» Directions for this task: Every line of the listing must be reproduced as it stands. Leave the images behind.

>>

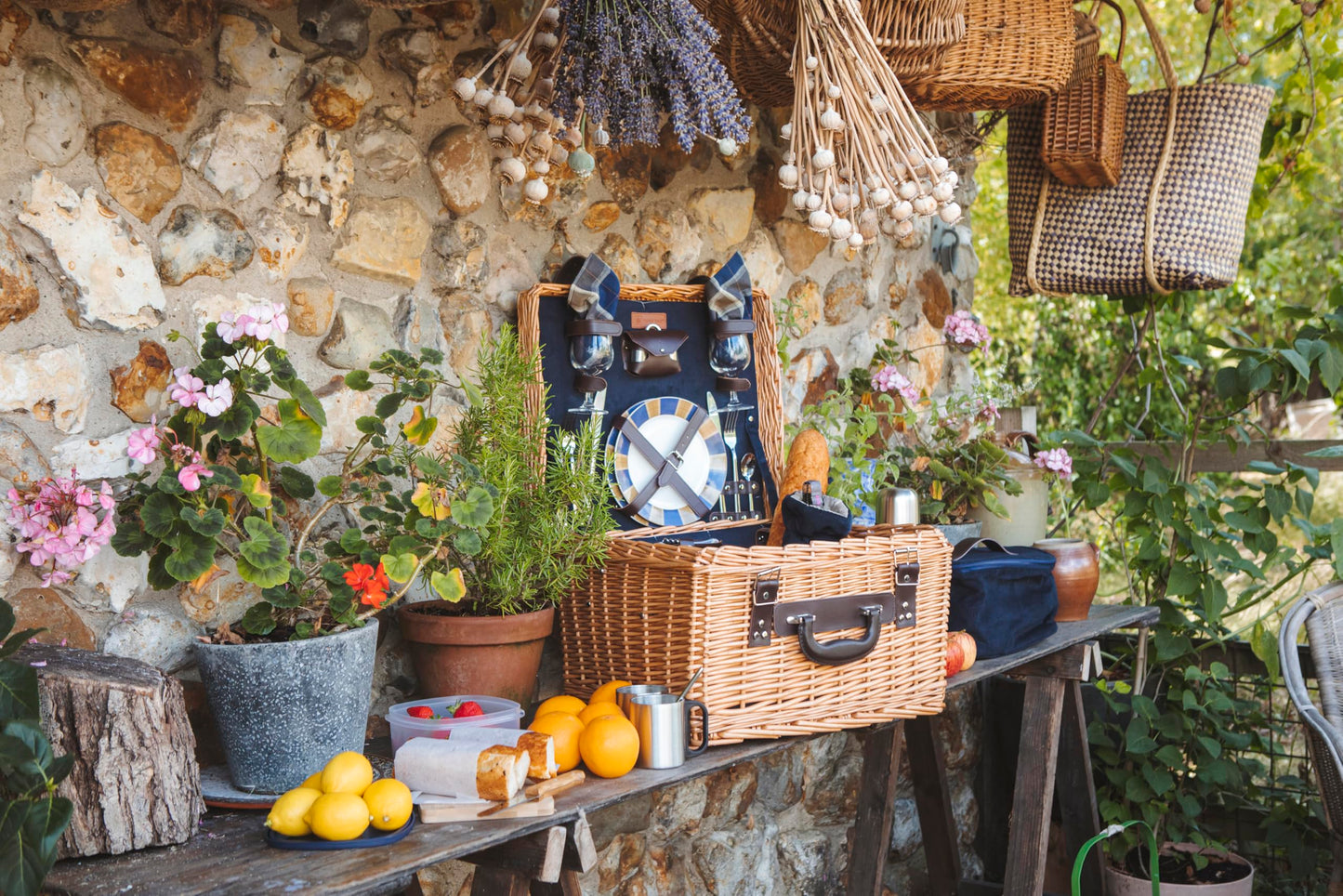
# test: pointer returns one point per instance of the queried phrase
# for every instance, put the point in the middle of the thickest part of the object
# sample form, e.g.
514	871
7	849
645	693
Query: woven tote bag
1177	217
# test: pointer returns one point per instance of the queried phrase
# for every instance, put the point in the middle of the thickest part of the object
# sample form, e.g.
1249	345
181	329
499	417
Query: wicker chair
1322	614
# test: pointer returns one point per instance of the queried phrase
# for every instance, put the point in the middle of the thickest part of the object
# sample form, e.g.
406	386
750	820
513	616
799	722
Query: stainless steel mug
664	726
626	694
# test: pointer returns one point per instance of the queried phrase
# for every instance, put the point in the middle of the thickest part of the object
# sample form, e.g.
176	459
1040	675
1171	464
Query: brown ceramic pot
1076	573
494	656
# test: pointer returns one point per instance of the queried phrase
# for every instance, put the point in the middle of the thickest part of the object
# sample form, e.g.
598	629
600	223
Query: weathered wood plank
928	775
876	810
1028	837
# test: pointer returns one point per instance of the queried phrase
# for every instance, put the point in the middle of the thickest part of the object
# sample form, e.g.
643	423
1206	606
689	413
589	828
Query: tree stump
135	781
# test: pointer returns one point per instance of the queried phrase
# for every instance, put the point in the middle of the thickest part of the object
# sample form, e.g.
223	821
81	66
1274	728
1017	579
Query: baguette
809	458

<<

» Solution to the exercise:
# test: pointer returns one point per instance of the queried phrase
# for every instance, put the point in the middle of the thickest part of the object
# sample form, e.g.
514	871
7	849
645	693
Query: woven tote bag
1177	217
# test: pointer returns one point per instance of the queried phrase
# for every instance, put the point in the middle of the thickest part of the object
# sample form, e.g.
1249	345
181	329
499	417
Query: wicker chair
1322	614
# test: pointer returns one point per instance of the queried phrase
# for every instance, put the point in the middle of the thickest part of the object
# sample form, e.g.
406	386
750	820
513	616
799	722
Query: stainless steel mug
664	726
626	694
# test: pointer returns one point per instance of the queried phrase
# for every instance, put the point in the middle of the thickest part of the object
# sample form, e.g.
176	459
1040	675
1171	464
Query: brown ceramic pot
1076	573
494	656
# test: pointer returns one point per instance of the queried phrase
# for every instance, put the point in the middle of the thickest part of the object
# sample form, e.g.
598	629
600	223
Query: weathered wood plank
928	775
876	810
1028	837
# test: pointer returns one point per instance of the queried phrase
# for every instance, put the point in the middle of the thickest part of the object
# sample form, e.g.
643	423
1206	606
689	413
589	828
Query: tree stump
135	781
# test: pointer returns one point per instance of the queried phrase
# for every instance, put the point in the middle of the thickest part of the object
# sample form, e.g.
223	821
81	66
1274	728
1017	579
Query: baguette
809	458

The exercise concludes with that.